[Okuma metni]

__________

Kıbrıs’ta Çözümün Anahtarı Kimin Elinde?
Kıbrıslı liderler arasında, 3 Eylül 2008 tarihinde başlayan kapsamlı çözüm müzakerelerinin ilk turu, 6 Ağustos 2009 tarihinde gerçekleştirilen 40. görüşme ile tamamlanmış oldu. Rum Liderin “çözümün anahtarı Türkiye’nin elinde” şeklindeki maksatlı beyanatıyla gölgelenen uzlaşma sürecinin ikinci tur görüşmelerine 3 Eylül 2009 tarihinde başlamayı kararlaştıran Liderler, bu tarihe kadar yeni dönem çalışmalarının altyapısını oluşturmaya gayret göstereceklerdir. Fakat, her ne kadar KKTC Cumhurbaşkanı Mehmet Ali Talat ile GKRY Lideri Dimiris Hristofyas görüşmelerde mesafe almış gibi görünseler de, gerek liderlerin birinci tur görüşmelerinde anlaşamadıkları konuların niteliği ve sayısı ve gerekse Hristofyas’ın uzlaşmaz tutumu dikkate alındığında, al-ver sürecinin hazırlık aşamasını oluşturacak ikinci tur görüşmelerde kapsamlı bir mutabakata ulaşma ihtimali zayıflamaktadır.
Bilindiği gibi, Kıbrıslı liderler kapsamlı çözüm müzakerelerini, BM Genel Sekreteri’nin Kıbrıs Özel Danışmanı Alexander Downer’in gözetiminde, haftalık toplantılar şeklinde gerçekleştirmişlerdir. Liderler, “Yönetim ve Güç Paylaşımı, AB Konuları, Ekonomik Konular, Mülkiyet, Toprak, Güvenlik ve Garantiler” başlıklarından oluşan toplam 6 müzakere başlığı üzerinde yürüttükleri birinci tur görüşmeleri sırasında, anlaşamadıkları konuları bir sepete koymuşlar ve bu şekilde görüşmelerin kesilmesini engellemişlerdir. Ancak, “her konuda anlaşma sağlanmadan hiçbir konuda anlaşma sağlanmış olmayacağı” prensibini dikkate aldığımızda, liderlerin, birinci turda öteledikleri derin uzlaşmazlık konularını halledip bütünlüklü bir çözüme ulaşma şanslarının çok zayıf olduğunu söylememiz mümkündür. Bu noktada, Kıbrıslı liderlerin bir sepette biriktirdikleri ve esasen kapsamlı bir çözümün temel taşlarını teşkil edecek konulara ilişkin uzlaşmazlık konuları üzerinde durmamızda fayda bulunmaktadır;
Talat ve Hristofyas’ın 21 Mart 2008 tarihli görüşmeleri ile başlayan bu yeni uzlaşma süreci, kuşkusuz uluslar arası toplumun baskıları ile gündeme gelmiştir. Başlangıçta, sırf Ada’da çözüm sürecinin başlatılması uğruna Rumlar kendi tezlerini açıkça ortaya koymaktan imtina etmişler fakat müzakerelerin başlaması ile birlikte gerçek niyetlerini göstermeye başlamışlardır.

__________

Kıbrıs'taki çözüm müzakereleriyle ilgili yukarıdaki yazıyı son cümlesinden sonra sürdürün.

[Alıntılanan öğeler]
__________

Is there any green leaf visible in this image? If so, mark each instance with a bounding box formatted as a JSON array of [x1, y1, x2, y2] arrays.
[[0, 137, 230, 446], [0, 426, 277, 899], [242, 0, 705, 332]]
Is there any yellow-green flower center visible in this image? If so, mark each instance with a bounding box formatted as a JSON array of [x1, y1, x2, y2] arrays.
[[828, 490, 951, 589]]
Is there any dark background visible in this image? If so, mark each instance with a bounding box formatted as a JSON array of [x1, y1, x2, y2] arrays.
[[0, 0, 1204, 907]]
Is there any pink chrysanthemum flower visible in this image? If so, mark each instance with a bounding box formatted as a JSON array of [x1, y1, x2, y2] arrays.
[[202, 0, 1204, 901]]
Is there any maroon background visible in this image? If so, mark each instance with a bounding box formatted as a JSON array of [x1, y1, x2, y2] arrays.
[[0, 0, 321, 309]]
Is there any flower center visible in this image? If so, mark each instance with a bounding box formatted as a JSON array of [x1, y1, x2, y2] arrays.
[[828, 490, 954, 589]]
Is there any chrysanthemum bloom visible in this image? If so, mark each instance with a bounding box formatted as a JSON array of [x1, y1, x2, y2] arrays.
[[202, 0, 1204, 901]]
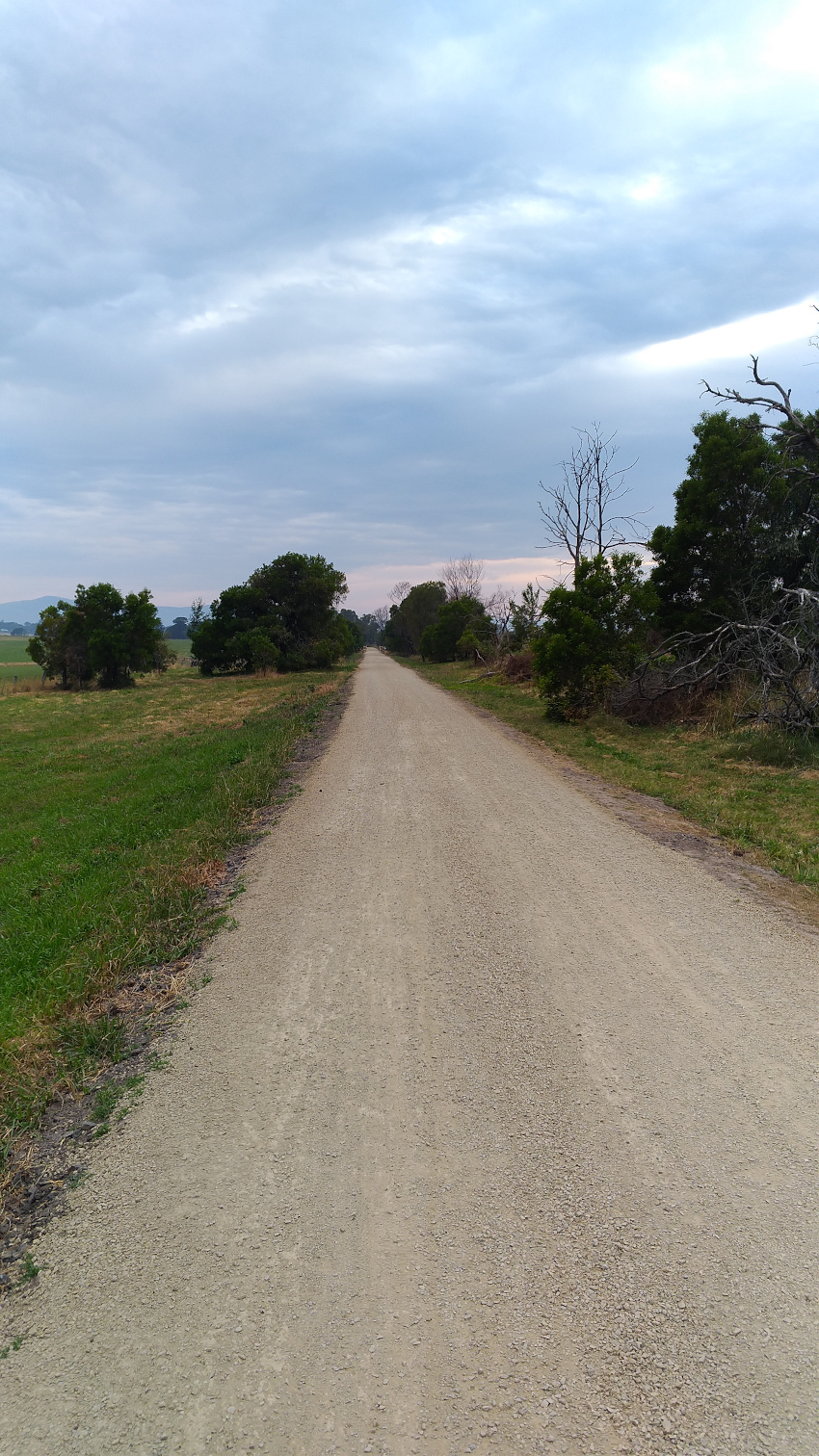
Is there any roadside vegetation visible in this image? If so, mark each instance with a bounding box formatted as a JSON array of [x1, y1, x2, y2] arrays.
[[382, 354, 819, 888], [0, 554, 361, 1164], [0, 665, 350, 1143], [398, 658, 819, 890]]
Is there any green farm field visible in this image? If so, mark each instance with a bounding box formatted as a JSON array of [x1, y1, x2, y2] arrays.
[[0, 663, 352, 1143], [0, 637, 42, 686], [398, 658, 819, 890]]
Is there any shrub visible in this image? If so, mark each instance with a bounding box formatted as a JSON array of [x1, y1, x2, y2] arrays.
[[420, 597, 494, 663], [190, 552, 351, 676], [28, 581, 169, 688], [534, 552, 656, 719]]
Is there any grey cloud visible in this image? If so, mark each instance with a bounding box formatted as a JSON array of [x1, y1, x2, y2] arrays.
[[0, 0, 819, 600]]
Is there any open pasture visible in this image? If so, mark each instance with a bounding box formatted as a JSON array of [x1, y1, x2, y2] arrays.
[[0, 666, 348, 1124]]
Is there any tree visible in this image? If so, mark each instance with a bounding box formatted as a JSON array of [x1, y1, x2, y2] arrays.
[[26, 601, 92, 688], [441, 557, 484, 601], [338, 608, 364, 652], [191, 552, 356, 674], [534, 552, 656, 717], [28, 581, 169, 688], [507, 581, 543, 652], [541, 422, 643, 571], [648, 410, 798, 632], [418, 597, 494, 663], [383, 581, 446, 657]]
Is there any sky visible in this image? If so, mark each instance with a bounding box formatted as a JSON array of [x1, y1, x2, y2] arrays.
[[0, 0, 819, 611]]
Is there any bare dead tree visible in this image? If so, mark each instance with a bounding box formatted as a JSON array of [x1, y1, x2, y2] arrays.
[[540, 421, 646, 571], [700, 304, 819, 475], [693, 353, 819, 453], [441, 557, 484, 601]]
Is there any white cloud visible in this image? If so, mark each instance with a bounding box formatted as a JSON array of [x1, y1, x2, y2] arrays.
[[625, 301, 819, 372]]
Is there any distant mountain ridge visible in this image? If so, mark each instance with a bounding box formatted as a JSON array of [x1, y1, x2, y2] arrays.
[[0, 591, 191, 628]]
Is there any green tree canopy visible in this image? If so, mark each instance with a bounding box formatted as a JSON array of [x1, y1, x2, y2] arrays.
[[191, 552, 357, 674], [534, 552, 657, 717], [383, 581, 446, 655], [648, 410, 819, 634], [418, 597, 494, 663], [28, 581, 168, 688]]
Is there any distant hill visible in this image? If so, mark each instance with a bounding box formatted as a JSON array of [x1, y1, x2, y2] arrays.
[[0, 591, 191, 628]]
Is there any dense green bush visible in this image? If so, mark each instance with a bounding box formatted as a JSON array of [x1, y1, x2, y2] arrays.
[[26, 581, 169, 688], [191, 552, 358, 676], [648, 410, 819, 634], [420, 597, 494, 663], [534, 552, 657, 719]]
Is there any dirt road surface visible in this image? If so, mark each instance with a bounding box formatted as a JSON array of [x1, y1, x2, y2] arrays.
[[0, 651, 819, 1456]]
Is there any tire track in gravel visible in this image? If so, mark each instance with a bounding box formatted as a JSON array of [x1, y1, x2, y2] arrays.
[[0, 651, 819, 1456]]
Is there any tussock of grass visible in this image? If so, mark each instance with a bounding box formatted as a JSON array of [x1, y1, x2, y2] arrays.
[[408, 660, 819, 888], [0, 668, 348, 1140]]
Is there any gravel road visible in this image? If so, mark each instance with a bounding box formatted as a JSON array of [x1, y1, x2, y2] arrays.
[[0, 651, 819, 1456]]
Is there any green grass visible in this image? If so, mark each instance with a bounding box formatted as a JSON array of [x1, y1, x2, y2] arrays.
[[0, 666, 356, 1126], [0, 637, 191, 689], [0, 637, 42, 685], [399, 660, 819, 890]]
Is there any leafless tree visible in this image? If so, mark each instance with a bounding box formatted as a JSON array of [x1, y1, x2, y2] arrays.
[[441, 557, 484, 601], [540, 421, 645, 571], [700, 304, 819, 475], [612, 586, 819, 734]]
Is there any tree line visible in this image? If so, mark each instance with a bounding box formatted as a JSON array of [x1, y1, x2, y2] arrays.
[[383, 340, 819, 733], [28, 552, 358, 688]]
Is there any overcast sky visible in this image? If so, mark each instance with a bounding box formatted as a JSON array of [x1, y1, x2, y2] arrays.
[[0, 0, 819, 611]]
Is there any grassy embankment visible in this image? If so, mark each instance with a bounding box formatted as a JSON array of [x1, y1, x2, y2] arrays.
[[0, 665, 350, 1157], [398, 658, 819, 890]]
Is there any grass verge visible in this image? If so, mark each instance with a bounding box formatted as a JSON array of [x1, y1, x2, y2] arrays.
[[0, 665, 352, 1155], [396, 658, 819, 890]]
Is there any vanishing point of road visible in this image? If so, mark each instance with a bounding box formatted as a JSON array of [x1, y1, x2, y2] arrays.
[[0, 651, 819, 1456]]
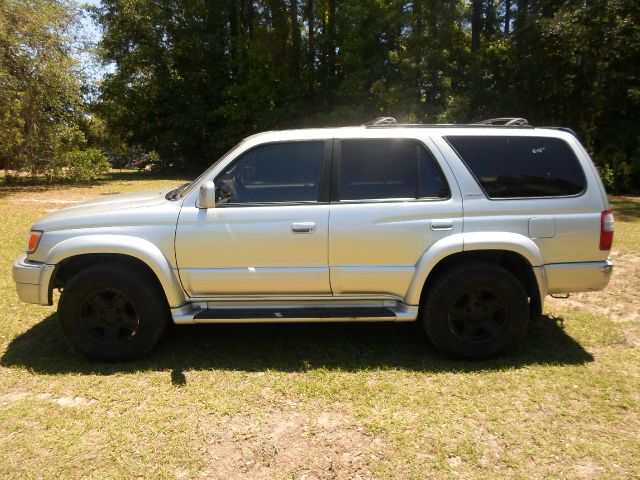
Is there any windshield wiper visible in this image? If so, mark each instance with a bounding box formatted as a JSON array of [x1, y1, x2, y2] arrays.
[[164, 183, 191, 200]]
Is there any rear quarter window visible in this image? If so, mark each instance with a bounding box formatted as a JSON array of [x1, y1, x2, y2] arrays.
[[445, 135, 586, 198]]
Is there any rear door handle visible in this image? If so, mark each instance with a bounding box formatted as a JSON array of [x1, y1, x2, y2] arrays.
[[291, 222, 316, 233], [431, 218, 453, 230]]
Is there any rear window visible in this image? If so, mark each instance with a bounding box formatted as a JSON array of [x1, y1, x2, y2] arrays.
[[445, 136, 586, 198]]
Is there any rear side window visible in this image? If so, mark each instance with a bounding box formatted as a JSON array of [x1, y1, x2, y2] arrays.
[[340, 139, 450, 200], [445, 136, 586, 198]]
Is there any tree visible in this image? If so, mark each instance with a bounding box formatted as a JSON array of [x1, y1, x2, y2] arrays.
[[0, 0, 107, 179]]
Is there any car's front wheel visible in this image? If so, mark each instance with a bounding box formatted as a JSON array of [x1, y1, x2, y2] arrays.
[[420, 262, 529, 358], [58, 262, 169, 361]]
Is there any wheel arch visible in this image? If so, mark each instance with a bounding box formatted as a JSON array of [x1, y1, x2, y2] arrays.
[[46, 235, 186, 307], [406, 232, 546, 316]]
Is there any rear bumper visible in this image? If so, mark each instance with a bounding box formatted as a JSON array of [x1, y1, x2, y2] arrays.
[[544, 260, 613, 294], [13, 255, 55, 305]]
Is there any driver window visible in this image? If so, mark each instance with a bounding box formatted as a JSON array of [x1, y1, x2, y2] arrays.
[[215, 142, 324, 204]]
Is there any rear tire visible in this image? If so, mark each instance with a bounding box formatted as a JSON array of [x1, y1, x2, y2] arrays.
[[420, 262, 529, 358], [58, 263, 169, 361]]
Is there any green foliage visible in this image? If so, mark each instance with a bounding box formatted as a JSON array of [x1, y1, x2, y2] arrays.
[[0, 0, 109, 181], [95, 0, 640, 190], [54, 148, 109, 183]]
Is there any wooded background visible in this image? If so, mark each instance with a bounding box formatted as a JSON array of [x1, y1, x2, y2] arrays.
[[0, 0, 640, 191]]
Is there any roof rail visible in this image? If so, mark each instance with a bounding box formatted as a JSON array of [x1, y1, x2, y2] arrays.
[[362, 117, 398, 127], [476, 117, 529, 127], [362, 117, 534, 128]]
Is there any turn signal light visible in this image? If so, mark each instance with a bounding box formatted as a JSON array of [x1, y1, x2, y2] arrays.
[[600, 210, 614, 250], [27, 230, 42, 253]]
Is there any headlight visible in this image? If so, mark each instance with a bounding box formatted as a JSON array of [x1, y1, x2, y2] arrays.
[[27, 230, 44, 253]]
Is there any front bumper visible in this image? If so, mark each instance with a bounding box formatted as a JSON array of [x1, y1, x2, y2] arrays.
[[13, 255, 55, 305], [544, 260, 613, 294]]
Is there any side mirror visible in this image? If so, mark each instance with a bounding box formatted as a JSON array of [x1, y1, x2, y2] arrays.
[[198, 180, 216, 208]]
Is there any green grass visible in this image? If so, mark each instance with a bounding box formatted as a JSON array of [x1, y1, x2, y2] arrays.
[[0, 178, 640, 479]]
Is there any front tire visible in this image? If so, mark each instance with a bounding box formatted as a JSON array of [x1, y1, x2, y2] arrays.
[[58, 263, 169, 361], [420, 262, 529, 358]]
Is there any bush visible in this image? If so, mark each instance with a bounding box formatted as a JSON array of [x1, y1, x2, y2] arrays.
[[52, 148, 109, 183]]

__________

[Çıktı]
Bu anlamda Hristofyas, önce bir Federasyon modeli üzerinde mutabık kaldıklarını açıklamış, ardından, federasyonun tek egemenliğe, tek uluslar arası kimliğe ve tek vatandaşlığa dayanan bir yapısı olacağını ileri sürmüş ve nihayet çözümün yeni bir kurucu devletin değil Rumların egemenliğindeki sözde “Kıbrıs Cumhuriyeti”nin çatısı altında gerçekleşeceğini iddia etmeye başlamıştır. Geldiğimiz noktada Rum Lider, çözümün, Kıbrıslı Türkleri ayrıcalıklı azınlık statüsüne indirgeyen ve Rumların kontrolünde olacak Birleşik Federal Kıbrıs Cumhuriyeti ile sağlanacağını iddia etmektedir. Rum tarafı, kurulması öngörülen devletin, güya Makarios’un limitleri tüketerek imzaladığı 1977 Doruk Anlaşması zemininde, iki toplumlu, iki bölgeli bir federasyon temelinde gerçekleşeceğini iddia ederek, Ada’da iki ayrı egemen halk bulunduğu gerçeğini göz ardı etmektedir. Ne yazık ki Rumlar, 1977 ve 1979 Doruk Anlaşmalarının iki toplumluluğun yanında iki kesimliliğe de vurgu yaptığı hususunu görmezden gelmektedirler.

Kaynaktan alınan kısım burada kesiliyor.